PASSAGE FOR REVIEW
Start of Block

I feel so shitty (nervous breakdown experience)
I feel like a piece of shit. I've lived at home since graduating college 2 years ago, had a job in my hometown, and I experienced a nervous breakdown last June. I had building anxiety since moving home, and it was like I crashed and I had had enough of my parents (my mom in particular), the isolation, the job I fucking hated -- everything. I just wanted to break free and take some time away, but my mind was such a mess at that time -- debilitating anxiety (made me feel paralyzed and unable to move), derealization/DP, rapid thinking etc. I felt like I was ready to snap/explode in rage, resentment, and anger. But the anxiety prevented this.
I've been seeing a therapist since October to talk about everything -- I only stayed home because I was hoping I'd mentally achieve some growth from this, get the anger out -- it was really like I had reached the end of the rope with my relationship with my mom (it's a bit toxic). It was like I was ready to let it go...
Since that time, you can say I've gotten better - particularly, this week I feel more stable. However, not I feel like reality is hitting me, and I haven't gotten to the "place" in therapy I was depending on. I feel so regretful that I didn't just get up and go somewhere in June to take a break from being at home...
I feel so dark at times, so upset with myself. Feeling like I've made a huge mistake, and I'm so angry at this situation. I feel so sick being at home, I feel crazy. How do I even get my life back after this? I'm so confused.

End of Block

ACTION ITEM
Quote the entire post about a nervous breakdown word for word. The listing that follows plays no part in this exercise.

Collected data:
Start of Block

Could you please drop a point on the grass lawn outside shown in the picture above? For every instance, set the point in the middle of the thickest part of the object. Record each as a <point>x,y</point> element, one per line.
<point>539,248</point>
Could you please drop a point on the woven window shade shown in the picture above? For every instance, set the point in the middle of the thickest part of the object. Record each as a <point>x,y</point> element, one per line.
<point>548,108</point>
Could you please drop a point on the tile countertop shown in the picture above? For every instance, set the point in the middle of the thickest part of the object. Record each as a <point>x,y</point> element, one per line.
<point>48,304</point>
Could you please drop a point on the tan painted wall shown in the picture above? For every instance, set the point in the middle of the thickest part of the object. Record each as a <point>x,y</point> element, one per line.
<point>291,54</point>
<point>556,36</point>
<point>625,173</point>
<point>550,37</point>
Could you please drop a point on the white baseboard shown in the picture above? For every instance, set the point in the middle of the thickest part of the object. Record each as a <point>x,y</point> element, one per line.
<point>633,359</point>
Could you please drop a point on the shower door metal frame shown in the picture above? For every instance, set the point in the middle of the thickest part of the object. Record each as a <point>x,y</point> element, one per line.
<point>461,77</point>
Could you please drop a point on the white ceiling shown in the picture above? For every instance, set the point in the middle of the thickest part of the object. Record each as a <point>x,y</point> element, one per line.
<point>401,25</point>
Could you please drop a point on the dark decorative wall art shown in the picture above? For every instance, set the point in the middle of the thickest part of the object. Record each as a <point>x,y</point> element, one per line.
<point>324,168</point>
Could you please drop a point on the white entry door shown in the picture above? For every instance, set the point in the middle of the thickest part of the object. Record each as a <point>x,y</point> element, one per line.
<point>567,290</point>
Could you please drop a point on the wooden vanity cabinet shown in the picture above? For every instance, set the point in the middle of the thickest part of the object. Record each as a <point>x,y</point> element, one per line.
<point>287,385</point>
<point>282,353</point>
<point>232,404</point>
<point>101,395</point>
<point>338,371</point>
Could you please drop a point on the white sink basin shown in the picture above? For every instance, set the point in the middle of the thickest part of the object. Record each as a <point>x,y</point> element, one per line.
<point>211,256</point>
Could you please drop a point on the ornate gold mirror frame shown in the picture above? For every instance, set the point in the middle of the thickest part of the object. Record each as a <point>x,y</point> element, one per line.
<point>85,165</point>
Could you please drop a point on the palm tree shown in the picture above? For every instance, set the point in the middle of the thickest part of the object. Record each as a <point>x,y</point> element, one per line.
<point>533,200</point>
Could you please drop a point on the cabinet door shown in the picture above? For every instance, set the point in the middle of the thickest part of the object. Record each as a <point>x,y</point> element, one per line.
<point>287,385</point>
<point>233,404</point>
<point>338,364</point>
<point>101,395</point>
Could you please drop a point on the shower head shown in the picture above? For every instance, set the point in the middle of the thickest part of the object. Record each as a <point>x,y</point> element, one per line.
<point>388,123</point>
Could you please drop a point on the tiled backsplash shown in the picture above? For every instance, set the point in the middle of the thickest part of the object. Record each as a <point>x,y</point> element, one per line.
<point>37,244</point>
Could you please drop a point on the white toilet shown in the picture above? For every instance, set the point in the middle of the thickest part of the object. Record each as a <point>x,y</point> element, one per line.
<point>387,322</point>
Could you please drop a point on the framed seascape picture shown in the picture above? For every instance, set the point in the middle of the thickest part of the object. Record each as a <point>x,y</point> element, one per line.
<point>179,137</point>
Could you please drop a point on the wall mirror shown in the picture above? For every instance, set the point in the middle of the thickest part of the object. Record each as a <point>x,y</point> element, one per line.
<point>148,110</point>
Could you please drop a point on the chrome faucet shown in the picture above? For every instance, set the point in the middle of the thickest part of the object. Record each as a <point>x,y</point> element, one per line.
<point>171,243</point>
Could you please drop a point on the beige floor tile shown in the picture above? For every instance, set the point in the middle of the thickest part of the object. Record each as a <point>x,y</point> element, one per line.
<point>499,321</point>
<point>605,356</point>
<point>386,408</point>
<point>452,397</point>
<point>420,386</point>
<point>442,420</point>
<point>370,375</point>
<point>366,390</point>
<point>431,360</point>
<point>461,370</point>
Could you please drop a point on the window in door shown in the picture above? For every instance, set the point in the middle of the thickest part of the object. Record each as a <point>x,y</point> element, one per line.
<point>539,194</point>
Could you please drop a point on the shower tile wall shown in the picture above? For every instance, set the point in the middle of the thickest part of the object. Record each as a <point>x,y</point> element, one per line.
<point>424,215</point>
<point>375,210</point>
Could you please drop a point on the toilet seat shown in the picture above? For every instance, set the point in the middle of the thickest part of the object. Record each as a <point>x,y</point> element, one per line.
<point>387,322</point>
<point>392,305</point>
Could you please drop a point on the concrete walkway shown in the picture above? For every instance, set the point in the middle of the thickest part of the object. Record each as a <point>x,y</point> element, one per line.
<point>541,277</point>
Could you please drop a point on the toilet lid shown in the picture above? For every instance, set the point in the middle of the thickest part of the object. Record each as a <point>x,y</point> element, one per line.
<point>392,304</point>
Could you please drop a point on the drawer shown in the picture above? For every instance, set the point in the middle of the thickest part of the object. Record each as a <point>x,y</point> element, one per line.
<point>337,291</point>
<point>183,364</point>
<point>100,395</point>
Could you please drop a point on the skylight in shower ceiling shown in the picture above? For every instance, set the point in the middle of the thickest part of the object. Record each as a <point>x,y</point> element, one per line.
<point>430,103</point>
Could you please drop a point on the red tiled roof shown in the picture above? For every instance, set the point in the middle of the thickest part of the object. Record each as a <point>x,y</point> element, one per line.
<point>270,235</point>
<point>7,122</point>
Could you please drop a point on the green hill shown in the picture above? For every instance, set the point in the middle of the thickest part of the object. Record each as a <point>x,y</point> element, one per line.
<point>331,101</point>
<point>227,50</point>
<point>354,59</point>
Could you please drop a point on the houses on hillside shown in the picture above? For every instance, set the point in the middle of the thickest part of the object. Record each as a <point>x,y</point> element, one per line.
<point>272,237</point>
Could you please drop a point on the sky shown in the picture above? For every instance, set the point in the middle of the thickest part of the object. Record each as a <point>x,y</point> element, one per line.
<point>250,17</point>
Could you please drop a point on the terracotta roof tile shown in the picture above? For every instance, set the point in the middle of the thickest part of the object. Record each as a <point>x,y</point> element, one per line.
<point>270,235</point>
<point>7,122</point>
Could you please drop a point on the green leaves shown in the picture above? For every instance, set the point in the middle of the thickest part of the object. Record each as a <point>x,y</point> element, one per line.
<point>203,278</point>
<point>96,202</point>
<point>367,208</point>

End of Block

RESULT OF THIS EXERCISE
I feel so shitty (nervous breakdown experience)
I feel like a piece of shit. I've lived at home since graduating college 2 years ago, had a job in my hometown, and I experienced a nervous breakdown last June. I had building anxiety since moving home, and it was like I crashed and I had had enough of my parents (my mom in particular), the isolation, the job I fucking hated -- everything. I just wanted to break free and take some time away, but my mind was such a mess at that time -- debilitating anxiety (made me feel paralyzed and unable to move), derealization/DP, rapid thinking etc. I felt like I was ready to snap/explode in rage, resentment, and anger. But the anxiety prevented this.
I've been seeing a therapist since October to talk about everything -- I only stayed home because I was hoping I'd mentally achieve some growth from this, get the anger out -- it was really like I had reached the end of the rope with my relationship with my mom (it's a bit toxic). It was like I was ready to let it go...
Since that time, you can say I've gotten better - particularly, this week I feel more stable. However, not I feel like reality is hitting me, and I haven't gotten to the "place" in therapy I was depending on. I feel so regretful that I didn't just get up and go somewhere in June to take a break from being at home...
I feel so dark at times, so upset with myself. Feeling like I've made a huge mistake, and I'm so angry at this situation. I feel so sick being at home, I feel crazy. How do I even get my life back after this? I'm so confused.